Write out, word for word, every line from the one where "on the grass" occurs to the final line of the entries, and nothing beyond them.
------ RECORDS PROVIDED
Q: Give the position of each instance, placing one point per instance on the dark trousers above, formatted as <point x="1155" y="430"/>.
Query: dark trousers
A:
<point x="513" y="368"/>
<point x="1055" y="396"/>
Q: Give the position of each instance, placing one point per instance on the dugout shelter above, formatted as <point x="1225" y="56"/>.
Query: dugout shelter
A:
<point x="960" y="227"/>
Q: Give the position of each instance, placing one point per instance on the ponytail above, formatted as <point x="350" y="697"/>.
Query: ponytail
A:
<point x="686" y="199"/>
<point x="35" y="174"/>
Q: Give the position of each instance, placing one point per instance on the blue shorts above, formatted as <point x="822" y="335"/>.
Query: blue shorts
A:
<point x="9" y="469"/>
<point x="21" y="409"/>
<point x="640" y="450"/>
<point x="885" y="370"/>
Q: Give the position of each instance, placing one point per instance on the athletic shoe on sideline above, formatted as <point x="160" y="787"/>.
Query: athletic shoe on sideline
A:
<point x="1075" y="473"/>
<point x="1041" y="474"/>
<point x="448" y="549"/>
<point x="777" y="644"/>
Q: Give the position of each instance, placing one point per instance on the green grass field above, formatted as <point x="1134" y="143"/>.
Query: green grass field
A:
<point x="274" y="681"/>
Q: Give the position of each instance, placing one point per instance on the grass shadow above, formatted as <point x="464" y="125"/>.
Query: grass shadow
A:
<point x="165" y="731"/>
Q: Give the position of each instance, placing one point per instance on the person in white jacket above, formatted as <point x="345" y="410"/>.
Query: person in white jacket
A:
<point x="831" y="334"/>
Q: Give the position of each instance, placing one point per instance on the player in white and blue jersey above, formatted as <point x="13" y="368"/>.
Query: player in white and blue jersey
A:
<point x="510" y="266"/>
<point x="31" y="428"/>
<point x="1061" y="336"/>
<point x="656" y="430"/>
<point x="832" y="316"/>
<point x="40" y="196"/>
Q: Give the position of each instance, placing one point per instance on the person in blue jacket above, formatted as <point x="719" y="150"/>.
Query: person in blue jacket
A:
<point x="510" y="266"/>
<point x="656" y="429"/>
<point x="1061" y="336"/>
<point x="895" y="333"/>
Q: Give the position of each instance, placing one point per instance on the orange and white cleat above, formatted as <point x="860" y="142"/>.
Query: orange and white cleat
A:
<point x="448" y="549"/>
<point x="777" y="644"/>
------------
OUTPUT OF THE TASK |
Q: Give the position of each instance, placing one point per instance on the grass shadow above, formatted as <point x="464" y="125"/>.
Query: grass shadow
A:
<point x="165" y="731"/>
Q: Give the position of each instance, placing one point per instance on the person in white jacket above, formatted as <point x="345" y="410"/>.
Query: person in white jacket
A:
<point x="831" y="334"/>
Q: Give the position of each instance, placing one point per instance on the player in white and blue jersey above, formatted as <point x="13" y="368"/>.
Query: player in white and blue jersey
A:
<point x="510" y="266"/>
<point x="31" y="428"/>
<point x="1061" y="336"/>
<point x="656" y="430"/>
<point x="832" y="316"/>
<point x="40" y="196"/>
Q: Give the position of each instance, placing one point per instance on the person in blue jacket above, formatted as <point x="719" y="150"/>.
Query: person in blue jacket
A:
<point x="510" y="266"/>
<point x="656" y="429"/>
<point x="1061" y="336"/>
<point x="895" y="333"/>
Q: Give the position of each instance, placing one point per instance on the orange and white cleat above, formatted as <point x="860" y="142"/>.
Query: orange and white cleat
A:
<point x="448" y="549"/>
<point x="777" y="644"/>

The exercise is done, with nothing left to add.